**Exercise aim**
Copy out the lines of the entries below word for word, starting at the very first line and ending at the line that contains "pixel 105 105", with both of those lines included.

**Saved entries**
━━━━━━━━

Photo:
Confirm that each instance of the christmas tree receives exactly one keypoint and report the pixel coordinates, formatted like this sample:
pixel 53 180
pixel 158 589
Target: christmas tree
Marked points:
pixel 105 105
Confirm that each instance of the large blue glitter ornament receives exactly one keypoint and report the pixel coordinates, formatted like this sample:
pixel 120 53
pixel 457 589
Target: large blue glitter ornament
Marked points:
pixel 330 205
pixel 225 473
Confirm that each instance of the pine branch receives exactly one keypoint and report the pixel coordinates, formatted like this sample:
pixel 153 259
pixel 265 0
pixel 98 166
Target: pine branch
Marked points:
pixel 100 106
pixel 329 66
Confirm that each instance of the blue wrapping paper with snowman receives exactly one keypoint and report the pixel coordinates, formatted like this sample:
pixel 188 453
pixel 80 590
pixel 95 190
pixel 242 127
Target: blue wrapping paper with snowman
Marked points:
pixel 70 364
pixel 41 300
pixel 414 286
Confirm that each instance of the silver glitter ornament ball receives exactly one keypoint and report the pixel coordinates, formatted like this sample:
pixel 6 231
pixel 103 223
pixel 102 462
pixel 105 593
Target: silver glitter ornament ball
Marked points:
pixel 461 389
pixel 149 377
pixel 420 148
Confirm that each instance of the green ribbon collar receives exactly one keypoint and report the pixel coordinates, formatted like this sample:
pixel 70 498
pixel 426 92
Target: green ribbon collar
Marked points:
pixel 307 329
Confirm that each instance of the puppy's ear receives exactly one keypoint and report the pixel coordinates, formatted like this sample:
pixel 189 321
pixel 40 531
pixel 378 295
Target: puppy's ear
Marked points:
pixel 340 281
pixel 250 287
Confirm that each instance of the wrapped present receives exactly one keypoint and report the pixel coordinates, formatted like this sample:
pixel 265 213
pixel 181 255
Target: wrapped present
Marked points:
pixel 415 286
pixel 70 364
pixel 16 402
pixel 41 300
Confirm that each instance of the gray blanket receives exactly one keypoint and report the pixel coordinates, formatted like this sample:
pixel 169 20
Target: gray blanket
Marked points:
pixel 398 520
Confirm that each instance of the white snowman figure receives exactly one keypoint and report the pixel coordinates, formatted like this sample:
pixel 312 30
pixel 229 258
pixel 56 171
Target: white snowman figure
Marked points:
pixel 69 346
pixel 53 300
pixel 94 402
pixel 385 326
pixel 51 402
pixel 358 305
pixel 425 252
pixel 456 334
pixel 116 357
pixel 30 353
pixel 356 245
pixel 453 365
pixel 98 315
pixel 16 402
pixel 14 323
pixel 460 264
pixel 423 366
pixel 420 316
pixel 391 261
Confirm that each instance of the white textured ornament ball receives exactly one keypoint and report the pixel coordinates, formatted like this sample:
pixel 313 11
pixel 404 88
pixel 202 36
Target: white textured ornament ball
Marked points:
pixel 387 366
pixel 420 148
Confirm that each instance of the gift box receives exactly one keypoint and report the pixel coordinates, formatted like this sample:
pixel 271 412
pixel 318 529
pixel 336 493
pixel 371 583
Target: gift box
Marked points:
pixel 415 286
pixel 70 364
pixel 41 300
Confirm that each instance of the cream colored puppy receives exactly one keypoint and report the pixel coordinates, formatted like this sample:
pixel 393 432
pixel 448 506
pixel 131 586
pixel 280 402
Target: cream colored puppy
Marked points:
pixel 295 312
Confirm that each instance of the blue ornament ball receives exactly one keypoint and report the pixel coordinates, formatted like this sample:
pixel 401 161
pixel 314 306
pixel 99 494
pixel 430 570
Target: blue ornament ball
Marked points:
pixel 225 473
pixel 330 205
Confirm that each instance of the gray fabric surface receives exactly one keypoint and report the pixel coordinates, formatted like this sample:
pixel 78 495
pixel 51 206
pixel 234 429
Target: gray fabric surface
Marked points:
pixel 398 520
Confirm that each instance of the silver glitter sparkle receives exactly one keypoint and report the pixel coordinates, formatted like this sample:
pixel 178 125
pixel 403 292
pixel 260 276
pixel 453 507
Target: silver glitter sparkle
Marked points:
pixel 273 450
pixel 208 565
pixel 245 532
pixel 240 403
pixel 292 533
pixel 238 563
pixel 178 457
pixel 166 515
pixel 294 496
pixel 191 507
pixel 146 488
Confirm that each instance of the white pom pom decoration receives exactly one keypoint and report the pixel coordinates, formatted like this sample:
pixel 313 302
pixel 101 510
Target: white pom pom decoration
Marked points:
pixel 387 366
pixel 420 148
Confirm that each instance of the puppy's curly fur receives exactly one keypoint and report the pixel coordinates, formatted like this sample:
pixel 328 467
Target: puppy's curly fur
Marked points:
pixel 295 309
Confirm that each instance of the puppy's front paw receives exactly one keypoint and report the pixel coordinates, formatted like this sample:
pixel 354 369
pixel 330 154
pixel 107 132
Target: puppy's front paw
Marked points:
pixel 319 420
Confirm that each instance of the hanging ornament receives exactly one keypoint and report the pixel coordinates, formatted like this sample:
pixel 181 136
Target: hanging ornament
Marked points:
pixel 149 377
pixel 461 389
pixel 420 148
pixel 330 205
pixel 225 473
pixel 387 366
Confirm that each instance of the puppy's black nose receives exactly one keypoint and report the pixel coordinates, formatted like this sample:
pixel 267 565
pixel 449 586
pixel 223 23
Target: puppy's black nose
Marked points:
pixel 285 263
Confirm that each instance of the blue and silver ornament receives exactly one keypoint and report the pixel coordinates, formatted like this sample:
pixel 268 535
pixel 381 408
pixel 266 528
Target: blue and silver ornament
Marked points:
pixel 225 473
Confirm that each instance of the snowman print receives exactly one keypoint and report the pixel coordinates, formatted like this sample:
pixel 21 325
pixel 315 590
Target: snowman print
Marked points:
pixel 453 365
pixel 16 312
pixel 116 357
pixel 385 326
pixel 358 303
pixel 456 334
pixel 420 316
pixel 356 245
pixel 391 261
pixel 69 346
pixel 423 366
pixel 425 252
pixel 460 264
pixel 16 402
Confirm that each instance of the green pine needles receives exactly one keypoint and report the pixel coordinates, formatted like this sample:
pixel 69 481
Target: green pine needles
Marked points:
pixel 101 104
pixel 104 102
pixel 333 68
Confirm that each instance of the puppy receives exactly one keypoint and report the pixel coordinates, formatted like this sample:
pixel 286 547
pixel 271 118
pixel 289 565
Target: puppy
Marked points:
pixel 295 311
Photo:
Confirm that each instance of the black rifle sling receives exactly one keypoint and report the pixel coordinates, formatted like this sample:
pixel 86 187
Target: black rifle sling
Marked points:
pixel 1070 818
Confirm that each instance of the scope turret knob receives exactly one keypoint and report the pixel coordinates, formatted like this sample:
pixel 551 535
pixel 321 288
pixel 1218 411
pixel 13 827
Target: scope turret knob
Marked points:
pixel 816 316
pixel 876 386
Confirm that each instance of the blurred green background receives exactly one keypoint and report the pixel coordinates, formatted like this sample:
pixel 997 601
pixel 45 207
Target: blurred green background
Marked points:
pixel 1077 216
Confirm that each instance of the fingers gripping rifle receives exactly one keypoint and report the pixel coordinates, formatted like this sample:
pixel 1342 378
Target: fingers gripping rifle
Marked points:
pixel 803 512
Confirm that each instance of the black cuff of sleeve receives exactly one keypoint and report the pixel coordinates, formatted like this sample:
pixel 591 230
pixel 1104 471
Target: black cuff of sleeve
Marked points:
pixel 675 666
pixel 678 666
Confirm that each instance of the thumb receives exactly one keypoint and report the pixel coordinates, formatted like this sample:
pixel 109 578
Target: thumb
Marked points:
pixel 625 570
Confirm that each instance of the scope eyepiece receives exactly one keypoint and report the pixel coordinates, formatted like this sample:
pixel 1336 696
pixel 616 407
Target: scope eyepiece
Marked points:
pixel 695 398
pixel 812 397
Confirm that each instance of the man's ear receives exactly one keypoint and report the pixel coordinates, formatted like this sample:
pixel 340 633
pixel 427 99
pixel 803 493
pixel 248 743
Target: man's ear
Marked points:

━━━━━━━━

**Reply**
Photo:
Confirm that each instance of the christmas tree receives exactly one keypoint and report the pixel coordinates, formatted like this sample:
pixel 53 180
pixel 158 589
Target: christmas tree
Marked points:
pixel 105 105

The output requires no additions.